*EXERCISE REQUIREMENTS*. According to the article on U.K. stem cell research regulators, by when are the changes expected to take effect?

*TEXT*.
------------------------
U.K. Government to Dissolve Stem Cell Research Regulators and Transfer Functions to New Agency

Author: Ubaka Ogbogu, 08/11/10

The U.K. Government has announced plans to dissolve the Human Fertilisation and Embryology Authority (HFEA) and the Human Tissue Authority (HTA) – two independent regulators primarily responsible for stem cell research oversight in the U.K. – and to transfer their functions to a new yet-to-be-named research regulator. The HFEA was created under the 1990 Human Fertilisation and Embryology Act to independently regulatte and monitor the use of gametes and embryos in fertility treatment and in research. Its role therefore includes oversight of stem cell research activities involving the use of gametes and embryos. The HTA provides guidance on the implementation of U.K. and European Union (EU) legislation designed to ensure the safe and ethical use of human tissues (other than gametes and embryos), and is primarily responsible for licensing and inspecting institutions that store and use human tissue for research, treatment, teaching and other purposes. The changes are expected to take effect on or before June 2015, and are part of an extensive review of “arm’s length bodies” (ALBs) – independent national organizations undertaking executive functions under the auspices of the Department of Health (DH) – that began in 2004. The HFEA and HTA are both ALBs. For details of the review of ALBs, see here and here.
------------------------
*SUPPLIED RECORDS*.

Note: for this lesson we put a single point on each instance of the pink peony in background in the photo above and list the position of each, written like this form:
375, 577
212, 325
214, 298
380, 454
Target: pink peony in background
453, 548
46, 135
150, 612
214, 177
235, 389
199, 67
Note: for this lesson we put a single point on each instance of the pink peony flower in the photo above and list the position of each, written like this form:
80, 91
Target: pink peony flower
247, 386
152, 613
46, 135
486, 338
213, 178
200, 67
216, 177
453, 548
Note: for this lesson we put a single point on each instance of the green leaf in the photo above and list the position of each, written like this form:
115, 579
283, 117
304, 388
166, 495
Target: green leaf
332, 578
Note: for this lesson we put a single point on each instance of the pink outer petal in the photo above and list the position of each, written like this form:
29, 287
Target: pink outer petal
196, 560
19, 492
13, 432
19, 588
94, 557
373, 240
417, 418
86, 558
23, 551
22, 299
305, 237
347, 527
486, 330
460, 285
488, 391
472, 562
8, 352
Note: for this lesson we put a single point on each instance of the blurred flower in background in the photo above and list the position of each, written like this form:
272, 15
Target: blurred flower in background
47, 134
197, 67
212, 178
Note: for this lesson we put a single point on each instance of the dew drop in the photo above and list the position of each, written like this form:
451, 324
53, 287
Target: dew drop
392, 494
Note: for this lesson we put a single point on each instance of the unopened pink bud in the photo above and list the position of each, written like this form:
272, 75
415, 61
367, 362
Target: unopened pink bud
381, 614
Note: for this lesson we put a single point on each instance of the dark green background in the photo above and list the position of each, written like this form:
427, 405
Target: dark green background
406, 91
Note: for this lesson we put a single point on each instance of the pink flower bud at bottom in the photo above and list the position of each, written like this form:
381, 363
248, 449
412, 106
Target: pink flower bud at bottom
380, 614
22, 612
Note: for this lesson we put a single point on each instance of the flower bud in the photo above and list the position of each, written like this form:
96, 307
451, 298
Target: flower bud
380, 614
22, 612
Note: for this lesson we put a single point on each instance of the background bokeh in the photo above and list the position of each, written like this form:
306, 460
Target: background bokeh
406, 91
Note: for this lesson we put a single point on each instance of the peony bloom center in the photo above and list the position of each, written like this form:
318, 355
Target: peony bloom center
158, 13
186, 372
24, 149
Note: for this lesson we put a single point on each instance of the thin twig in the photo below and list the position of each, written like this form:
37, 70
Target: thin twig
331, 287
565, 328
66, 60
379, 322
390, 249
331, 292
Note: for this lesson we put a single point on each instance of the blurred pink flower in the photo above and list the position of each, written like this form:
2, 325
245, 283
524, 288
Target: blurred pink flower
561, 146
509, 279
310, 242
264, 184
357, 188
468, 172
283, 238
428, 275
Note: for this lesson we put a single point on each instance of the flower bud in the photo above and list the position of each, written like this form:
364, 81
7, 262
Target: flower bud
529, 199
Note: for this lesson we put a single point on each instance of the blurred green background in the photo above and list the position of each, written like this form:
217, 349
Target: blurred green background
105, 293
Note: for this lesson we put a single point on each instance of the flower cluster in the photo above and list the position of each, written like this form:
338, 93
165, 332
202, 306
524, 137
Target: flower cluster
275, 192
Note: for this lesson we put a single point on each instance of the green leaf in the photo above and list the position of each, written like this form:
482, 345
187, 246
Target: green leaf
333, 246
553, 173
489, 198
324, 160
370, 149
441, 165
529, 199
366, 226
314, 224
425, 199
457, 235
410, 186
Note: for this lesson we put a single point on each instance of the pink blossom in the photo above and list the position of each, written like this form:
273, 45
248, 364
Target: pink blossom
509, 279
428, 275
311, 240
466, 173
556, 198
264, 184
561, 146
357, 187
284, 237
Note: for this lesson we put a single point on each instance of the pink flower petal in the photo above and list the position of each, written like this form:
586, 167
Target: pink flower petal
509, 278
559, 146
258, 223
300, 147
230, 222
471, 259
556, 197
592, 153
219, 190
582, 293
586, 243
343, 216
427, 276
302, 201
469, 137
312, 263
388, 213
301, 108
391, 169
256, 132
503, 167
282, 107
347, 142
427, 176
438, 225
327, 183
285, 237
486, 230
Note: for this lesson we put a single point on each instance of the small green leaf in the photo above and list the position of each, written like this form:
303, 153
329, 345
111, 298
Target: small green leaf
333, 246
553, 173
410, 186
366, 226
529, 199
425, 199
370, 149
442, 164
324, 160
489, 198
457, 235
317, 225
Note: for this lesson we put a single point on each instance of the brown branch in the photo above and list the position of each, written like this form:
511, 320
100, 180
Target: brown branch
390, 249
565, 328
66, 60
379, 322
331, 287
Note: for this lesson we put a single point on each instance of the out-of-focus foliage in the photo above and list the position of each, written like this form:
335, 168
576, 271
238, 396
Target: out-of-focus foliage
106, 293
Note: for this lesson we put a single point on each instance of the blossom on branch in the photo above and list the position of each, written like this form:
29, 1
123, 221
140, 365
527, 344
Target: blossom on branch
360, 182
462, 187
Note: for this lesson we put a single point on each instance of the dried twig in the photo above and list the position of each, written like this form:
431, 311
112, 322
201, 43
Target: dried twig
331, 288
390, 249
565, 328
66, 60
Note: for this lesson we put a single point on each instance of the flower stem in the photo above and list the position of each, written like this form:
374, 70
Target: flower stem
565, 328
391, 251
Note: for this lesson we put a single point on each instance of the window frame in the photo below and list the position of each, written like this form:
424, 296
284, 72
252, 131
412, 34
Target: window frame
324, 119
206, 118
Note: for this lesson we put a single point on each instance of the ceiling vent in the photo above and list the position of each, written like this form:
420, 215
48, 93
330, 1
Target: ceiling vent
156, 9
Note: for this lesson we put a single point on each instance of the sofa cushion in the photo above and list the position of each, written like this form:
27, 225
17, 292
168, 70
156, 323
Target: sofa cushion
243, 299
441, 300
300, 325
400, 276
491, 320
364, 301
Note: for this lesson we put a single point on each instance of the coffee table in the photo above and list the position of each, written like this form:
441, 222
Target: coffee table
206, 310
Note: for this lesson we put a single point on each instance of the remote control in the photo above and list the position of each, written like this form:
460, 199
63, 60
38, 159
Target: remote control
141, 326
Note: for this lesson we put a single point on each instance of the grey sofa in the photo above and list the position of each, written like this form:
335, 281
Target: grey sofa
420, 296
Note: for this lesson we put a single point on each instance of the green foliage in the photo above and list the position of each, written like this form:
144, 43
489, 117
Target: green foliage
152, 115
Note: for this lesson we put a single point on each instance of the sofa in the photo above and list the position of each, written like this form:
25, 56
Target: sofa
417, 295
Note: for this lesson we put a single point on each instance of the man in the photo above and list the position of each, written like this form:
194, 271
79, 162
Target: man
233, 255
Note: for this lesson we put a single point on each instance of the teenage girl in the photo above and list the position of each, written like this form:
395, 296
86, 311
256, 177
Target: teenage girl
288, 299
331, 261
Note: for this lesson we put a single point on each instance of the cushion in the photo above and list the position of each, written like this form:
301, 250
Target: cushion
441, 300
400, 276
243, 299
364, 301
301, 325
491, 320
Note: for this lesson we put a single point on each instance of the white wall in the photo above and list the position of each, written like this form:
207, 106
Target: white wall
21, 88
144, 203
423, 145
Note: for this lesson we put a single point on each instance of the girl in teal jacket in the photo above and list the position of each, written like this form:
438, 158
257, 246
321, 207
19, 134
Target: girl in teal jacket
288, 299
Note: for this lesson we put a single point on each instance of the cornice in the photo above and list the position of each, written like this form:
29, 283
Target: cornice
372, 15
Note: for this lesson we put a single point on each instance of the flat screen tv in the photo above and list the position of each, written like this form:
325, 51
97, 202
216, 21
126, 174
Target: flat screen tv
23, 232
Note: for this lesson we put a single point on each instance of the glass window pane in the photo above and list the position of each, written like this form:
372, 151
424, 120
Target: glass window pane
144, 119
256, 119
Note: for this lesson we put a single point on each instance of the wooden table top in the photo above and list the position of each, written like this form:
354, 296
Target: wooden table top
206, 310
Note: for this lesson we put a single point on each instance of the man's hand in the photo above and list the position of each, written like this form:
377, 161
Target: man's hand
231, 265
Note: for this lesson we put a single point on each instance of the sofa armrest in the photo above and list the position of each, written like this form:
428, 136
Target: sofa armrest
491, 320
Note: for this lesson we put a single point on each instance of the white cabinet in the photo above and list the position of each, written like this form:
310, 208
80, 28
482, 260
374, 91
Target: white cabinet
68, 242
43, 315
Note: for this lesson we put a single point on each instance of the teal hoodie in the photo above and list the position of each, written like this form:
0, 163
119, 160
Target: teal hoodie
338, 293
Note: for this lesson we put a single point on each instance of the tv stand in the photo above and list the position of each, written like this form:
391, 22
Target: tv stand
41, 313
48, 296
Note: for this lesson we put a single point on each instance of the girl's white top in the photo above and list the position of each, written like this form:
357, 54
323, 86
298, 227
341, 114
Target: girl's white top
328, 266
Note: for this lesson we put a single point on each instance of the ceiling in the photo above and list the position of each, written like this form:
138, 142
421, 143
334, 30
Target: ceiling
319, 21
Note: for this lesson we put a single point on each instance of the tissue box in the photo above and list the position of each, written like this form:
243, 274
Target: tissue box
------------------------
*ANSWER AREA*. On or before June 2015.